# Excerpted passage
# horse and college?



## SonnyWimps (Feb 22, 2008)

Well college is next fall and I'm worried that I won't have enough time to spend with Sonny while I juggle college and work...while trying to add him in also. I need to work to afford him so work is a must.

For all the people who are in college with horses or went to college while owning a horse, how did you manage to be at the barn enough while still giving your horse the love, excersize, and time/care that he/she needs?

I'm sooo worried that I won't have that much time to spend with Sonny.

I've been thinking of for the first month seeing how much time I actually will have...but I doubt I"ll have much...and if I'm correct and don't have much time, then trying to find someone to do a particual lease to give Sonny some excersize...but then again I don't like the idea of letting someone else ride Sonny. I'm not trying to be selfish and keep him all to myself, but I"m just worried that all the time and work I'd put into Sonny will leave if I let someone else ride him...plus my requirements would be a hhuuuuuge list. 

Selling Sonny is NOT an option at all...and I know I'll be able to get up to visit him at least twice a week on weekends and possibly more depending on my work schedual.


----------



## kickshaw (May 7, 2008)

I am actually in college at the moment, work full time and have my guys. Basically, I prioritize. Horses are number one (not according to my parents, but to me  ) 

When I started my job, there was one stipulation: I will work until feed time, then I leave - I go in early to make up the extra time.

With school: I do evening classes - usually one class MW, one class T,Th and two classes on Friday mornings. The late classes during the week let me get my rides in :wink: 

It's definitely not easy, but you can do it -- and good for you for not opting the easy way out...i can't stand to see ads for horses when "owner is off to college"...ugh.


----------



## SonnyWimps (Feb 22, 2008)

I hate seeing ads also saying have to sell because of college. Sometimes it is not possibly to give your horse attention while at college and I guess the person thinks that they aren't giving the horse as much attention as he/she deserves...but I find that most college kids (the ones who sold their horse before college) had enough spare time to at least go up twice a week to take care of the horse.

I honestly don't think Sonny will mind if I don't ride him every single week. I'd of course bring him up, lunge him around a bit, and give him some loves and grooming...

It's not like Sonny is on my property so I don't have to worry about getting up early and feeding him.

I was actually thinking night classes would be good, or on-line classes...that way if worse comes to worse I can go some classes on the weekends also. 

Just trying to get ideas of how I can easily juggle things.

Yes Sonny is my first priority and if worse comes to worse, I'll drop out of college (yes I did say I'd drop out)....horses are my life and I've talked to one lady who does horse training, etc and she said that she'd rather have a person who has had hands on experience training horses and taking care of horses than someone who spent 4 years at a college learning how to do it. So more than likely I could always get a job with her...and then hopefully be able to afford another horse and buy one from her (she breeds Morgans  ).

How many hours do you work, kickshaw? Right now I"m working 22.5 hours and though I am getting enough to support Sonny, I'm not sure if I could work that much go to college, and have time for Sonny.

There are girls that would definately help exersize Sonny for me, but I'd really only want them to ride him once a week during a lesson so the trainer can make sure nothing bad happens to Sonny.

# Data extract
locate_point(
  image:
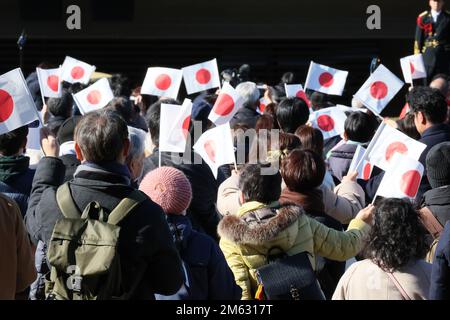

# What this task involves
In the forum thread on keeping a horse through college, how many hours a week does SonnyWimps say they are currently working?

# Output for this task
22.5 hours.